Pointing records
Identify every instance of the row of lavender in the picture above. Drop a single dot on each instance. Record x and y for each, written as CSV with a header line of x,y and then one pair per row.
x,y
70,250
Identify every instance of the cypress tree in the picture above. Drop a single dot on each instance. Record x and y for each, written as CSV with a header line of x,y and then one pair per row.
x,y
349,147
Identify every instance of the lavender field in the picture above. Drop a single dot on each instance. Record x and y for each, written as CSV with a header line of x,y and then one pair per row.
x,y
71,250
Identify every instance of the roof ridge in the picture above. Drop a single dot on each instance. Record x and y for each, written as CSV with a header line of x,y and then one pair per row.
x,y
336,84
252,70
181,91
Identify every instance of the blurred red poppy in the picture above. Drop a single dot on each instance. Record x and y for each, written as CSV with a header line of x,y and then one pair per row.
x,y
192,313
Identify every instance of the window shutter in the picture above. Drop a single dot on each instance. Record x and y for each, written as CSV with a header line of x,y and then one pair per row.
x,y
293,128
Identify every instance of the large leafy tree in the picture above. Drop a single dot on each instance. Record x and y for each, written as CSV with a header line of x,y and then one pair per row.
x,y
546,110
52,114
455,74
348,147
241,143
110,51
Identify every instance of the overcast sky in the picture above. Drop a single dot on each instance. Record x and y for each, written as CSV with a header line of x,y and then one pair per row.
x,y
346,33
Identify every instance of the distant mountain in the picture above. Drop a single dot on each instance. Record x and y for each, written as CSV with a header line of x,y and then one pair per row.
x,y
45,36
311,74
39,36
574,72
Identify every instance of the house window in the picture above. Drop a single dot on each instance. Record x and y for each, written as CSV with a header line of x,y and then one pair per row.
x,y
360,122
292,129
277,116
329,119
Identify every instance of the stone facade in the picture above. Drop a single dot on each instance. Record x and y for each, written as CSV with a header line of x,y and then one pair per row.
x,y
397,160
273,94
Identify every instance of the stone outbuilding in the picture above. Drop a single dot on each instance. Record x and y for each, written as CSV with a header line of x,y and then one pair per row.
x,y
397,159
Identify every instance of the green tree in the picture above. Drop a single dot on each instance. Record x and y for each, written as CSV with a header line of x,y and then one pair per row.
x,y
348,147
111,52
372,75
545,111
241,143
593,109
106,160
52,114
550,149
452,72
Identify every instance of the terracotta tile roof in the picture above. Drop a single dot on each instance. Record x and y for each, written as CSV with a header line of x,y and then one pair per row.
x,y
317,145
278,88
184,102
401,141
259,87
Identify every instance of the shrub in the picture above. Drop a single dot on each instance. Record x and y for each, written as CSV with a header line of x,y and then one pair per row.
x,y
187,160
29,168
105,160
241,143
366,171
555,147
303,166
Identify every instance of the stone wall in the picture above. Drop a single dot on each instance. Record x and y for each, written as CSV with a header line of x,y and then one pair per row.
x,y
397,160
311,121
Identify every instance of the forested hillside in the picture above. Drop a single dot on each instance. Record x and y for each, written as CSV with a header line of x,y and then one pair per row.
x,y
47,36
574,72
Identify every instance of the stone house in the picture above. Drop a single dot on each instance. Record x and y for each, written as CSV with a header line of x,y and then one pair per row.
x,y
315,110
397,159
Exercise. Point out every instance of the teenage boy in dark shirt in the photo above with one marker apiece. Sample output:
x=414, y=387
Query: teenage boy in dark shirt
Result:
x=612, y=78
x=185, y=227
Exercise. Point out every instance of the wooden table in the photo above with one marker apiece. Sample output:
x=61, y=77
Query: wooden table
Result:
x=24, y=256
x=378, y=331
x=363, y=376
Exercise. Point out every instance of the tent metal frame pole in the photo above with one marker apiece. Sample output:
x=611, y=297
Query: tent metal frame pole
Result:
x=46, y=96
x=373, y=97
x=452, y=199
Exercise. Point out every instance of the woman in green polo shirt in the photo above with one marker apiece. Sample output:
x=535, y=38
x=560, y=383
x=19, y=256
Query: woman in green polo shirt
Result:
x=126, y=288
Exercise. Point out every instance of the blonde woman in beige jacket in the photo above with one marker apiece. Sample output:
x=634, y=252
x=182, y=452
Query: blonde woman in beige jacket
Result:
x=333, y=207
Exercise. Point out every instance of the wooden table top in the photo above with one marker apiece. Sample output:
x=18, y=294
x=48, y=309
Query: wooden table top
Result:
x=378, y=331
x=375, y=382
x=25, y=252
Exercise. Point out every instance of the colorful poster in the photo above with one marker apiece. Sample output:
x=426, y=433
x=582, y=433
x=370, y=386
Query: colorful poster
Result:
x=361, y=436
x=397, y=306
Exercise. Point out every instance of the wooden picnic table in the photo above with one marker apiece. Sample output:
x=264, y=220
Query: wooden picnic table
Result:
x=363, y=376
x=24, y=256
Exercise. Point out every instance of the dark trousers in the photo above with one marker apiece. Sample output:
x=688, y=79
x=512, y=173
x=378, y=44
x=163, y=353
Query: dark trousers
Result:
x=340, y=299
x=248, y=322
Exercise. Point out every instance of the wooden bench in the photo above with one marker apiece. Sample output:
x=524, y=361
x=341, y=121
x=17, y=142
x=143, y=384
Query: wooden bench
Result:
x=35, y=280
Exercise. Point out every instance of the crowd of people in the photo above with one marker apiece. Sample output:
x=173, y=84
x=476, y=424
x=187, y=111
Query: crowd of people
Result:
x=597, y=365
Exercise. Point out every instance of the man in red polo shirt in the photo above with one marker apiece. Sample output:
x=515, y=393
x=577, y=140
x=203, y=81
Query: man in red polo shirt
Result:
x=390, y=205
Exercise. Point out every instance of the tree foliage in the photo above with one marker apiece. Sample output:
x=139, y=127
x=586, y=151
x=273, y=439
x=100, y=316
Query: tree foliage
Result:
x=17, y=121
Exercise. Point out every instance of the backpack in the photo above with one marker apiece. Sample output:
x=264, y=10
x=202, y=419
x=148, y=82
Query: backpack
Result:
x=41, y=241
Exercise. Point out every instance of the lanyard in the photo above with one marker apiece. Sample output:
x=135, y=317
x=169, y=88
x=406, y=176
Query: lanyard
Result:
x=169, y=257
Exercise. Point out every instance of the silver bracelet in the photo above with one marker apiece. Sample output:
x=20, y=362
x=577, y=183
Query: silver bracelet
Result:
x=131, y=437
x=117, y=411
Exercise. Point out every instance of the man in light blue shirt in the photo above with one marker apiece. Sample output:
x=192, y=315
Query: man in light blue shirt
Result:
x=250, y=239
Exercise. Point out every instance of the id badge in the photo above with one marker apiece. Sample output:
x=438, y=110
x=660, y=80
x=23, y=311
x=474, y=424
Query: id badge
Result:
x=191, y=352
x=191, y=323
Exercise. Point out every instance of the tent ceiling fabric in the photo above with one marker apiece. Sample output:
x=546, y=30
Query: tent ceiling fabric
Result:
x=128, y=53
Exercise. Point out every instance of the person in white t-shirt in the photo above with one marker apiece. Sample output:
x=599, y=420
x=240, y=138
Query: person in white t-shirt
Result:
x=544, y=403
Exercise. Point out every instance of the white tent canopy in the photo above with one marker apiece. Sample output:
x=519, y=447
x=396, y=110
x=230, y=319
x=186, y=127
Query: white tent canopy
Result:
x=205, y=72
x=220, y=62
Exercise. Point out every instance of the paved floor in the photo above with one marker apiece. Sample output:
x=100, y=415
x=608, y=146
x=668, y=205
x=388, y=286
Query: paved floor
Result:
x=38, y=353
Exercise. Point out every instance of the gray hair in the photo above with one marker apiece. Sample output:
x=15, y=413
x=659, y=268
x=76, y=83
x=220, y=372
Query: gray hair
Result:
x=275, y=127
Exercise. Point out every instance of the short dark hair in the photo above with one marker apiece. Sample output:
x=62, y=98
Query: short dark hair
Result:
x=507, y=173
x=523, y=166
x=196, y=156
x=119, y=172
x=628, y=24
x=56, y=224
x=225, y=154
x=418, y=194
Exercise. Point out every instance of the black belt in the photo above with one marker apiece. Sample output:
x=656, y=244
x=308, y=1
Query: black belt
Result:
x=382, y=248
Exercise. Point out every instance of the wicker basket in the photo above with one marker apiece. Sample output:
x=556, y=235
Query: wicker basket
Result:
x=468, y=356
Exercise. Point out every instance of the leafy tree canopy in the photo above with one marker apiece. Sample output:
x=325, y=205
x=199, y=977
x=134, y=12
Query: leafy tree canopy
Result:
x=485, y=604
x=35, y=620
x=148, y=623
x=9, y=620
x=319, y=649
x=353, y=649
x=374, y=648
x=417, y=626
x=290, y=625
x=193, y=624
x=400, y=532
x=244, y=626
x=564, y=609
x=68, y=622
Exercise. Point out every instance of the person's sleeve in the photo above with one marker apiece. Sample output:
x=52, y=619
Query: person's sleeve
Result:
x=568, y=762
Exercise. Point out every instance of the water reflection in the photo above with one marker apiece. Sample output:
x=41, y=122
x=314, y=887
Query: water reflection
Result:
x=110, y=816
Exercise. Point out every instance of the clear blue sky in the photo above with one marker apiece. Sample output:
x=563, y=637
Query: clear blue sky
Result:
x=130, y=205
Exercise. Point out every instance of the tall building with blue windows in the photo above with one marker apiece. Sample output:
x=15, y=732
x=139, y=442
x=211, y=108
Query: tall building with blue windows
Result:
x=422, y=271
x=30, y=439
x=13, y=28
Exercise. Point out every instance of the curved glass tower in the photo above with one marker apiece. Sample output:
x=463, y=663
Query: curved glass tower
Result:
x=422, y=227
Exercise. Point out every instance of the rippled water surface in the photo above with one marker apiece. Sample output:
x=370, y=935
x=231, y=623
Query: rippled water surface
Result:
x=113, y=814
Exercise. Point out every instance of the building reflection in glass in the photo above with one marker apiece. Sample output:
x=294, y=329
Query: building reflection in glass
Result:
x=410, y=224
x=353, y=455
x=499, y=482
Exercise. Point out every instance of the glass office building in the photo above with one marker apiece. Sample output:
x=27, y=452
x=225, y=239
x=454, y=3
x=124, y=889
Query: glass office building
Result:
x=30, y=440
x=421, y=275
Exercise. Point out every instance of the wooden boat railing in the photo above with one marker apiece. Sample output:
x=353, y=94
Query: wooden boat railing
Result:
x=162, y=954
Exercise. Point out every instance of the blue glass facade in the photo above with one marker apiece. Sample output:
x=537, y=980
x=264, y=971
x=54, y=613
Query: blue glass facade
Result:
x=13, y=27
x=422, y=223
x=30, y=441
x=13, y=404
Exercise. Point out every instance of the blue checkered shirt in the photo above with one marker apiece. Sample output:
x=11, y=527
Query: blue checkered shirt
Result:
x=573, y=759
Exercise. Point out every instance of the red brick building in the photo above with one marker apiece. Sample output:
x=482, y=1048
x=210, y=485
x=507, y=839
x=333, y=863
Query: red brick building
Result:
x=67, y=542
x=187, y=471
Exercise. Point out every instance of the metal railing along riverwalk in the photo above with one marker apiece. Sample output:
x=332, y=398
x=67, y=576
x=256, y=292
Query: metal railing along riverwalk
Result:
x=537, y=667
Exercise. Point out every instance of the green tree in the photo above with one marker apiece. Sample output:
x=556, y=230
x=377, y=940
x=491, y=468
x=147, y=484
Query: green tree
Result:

_Problem statement_
Rescale the rows from the line containing "Exercise. Point out every instance of the wooden picnic" through the line containing "x=248, y=322", reproducing every line in that span, requests included. Multiply each answer coordinate by 0.3 and round to whole numbers with halves going up, but leave the request wording and its sample output unchanged.

_Solved exercise_
Exercise. Point out every instance of the wooden picnic table in the photo above with one marker apiece. Sample output:
x=264, y=220
Query: wooden picnic table
Result:
x=109, y=113
x=7, y=77
Exercise. Point out every instance of the dark trousers in the photo above with one marker apiece. Sample output:
x=688, y=79
x=512, y=173
x=378, y=44
x=163, y=353
Query: dark trousers
Result:
x=102, y=90
x=74, y=97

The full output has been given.